Fragmento proporcionado →
###

Es preciso que cada imagen le quite algo a la realidad del mundo; es preciso que en cada imagen algo desaparezca, pero no se debe ceder a la tentación del aniquilamiento, de la entropía definitiva; es preciso que la desaparición continúe viva: este es el secreto del arte y de la seducción. Jean Baudrillard
Existen verdades que siempre han estado ahí de manera intermitente, apareciendo y desapareciendo en virtud de una profundidad que las hace incómodas para la norma diaria. Una de esas verdades atañe al lenguaje y nos permite recordar que la primera lengua no es la que llamamos materna o natal. Antes, durante, entre palabra y palabra, el ser humano —también el in–fans que no habla— vive en una región de ecos primordiales, silencios, rumores, sombras, sonidos quebrados. El magma que puebla cada segundo, aunque difícilmente expresable, constituye un fondo que nos hace hablar o, al menos, tartamudear en momentos clave. Es un mito de esta época y de su pasión estructural, que ha privilegiado el medio en detrimento del mensaje —el contexto contra la naturaleza profunda de cada ser—, esa idea de que “todo es lenguaje” y no existe ninguna experiencia que no esté articulada en una trama diferencial, sistémica.

###

Datos mostrados →
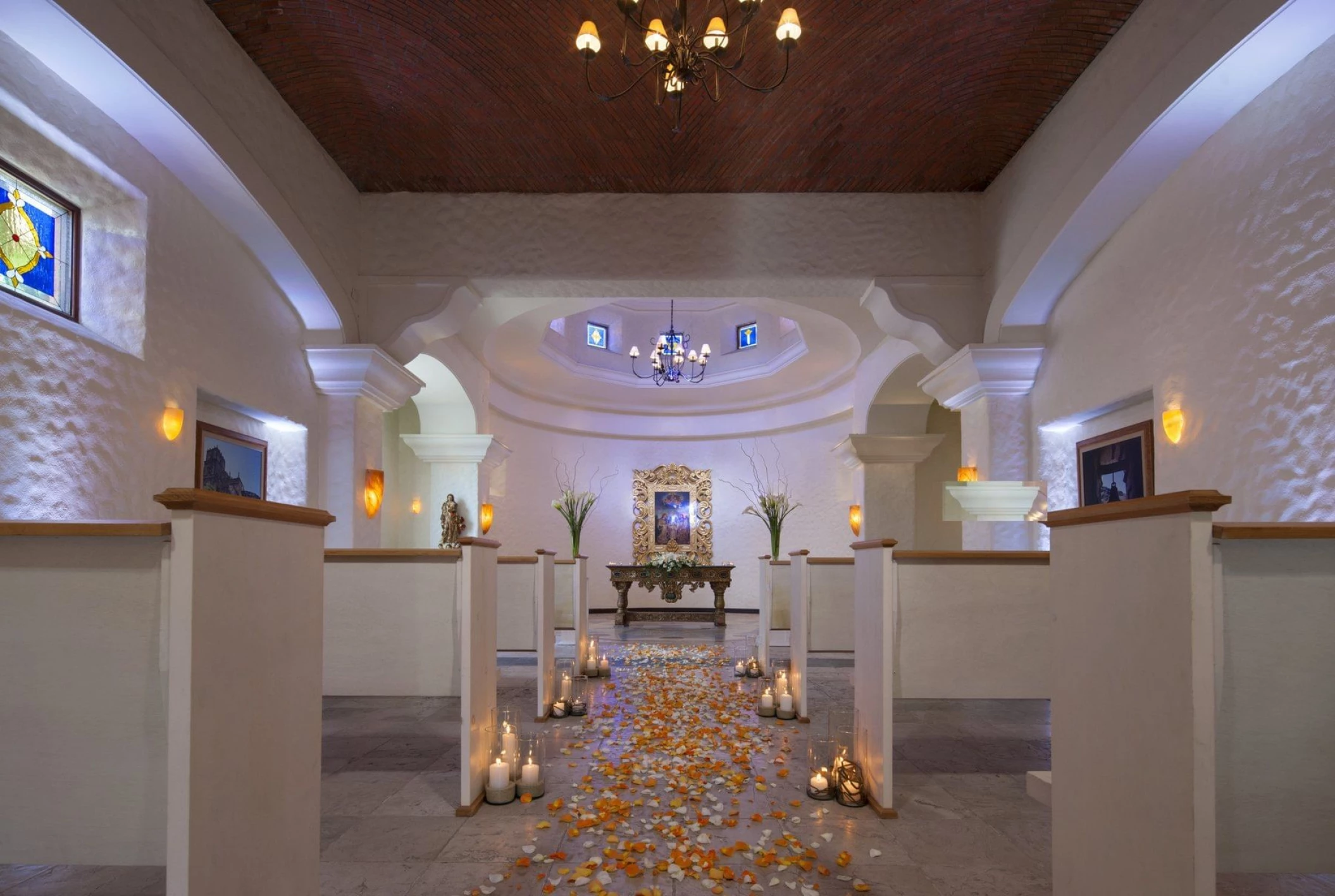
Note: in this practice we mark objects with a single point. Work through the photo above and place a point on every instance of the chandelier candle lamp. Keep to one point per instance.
(672, 356)
(686, 54)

###

Ejercicio →
Contesta estas preguntas sobre el fragmento acerca del lenguaje:
1. Según la cita inicial, ¿cuál es el secreto del arte y de la seducción?
2. ¿Qué lengua, según el fragmento, no es la primera?
3. ¿Qué idea se presenta como un mito de esta época?

Respuesta →
1. El secreto es que la desaparición continúe viva.
2. No es la primera lengua la que llamamos materna o natal.
3. Se presenta como mito la idea de que "todo es lenguaje" y no existe ninguna experiencia que no esté articulada en una trama diferencial, sistémica.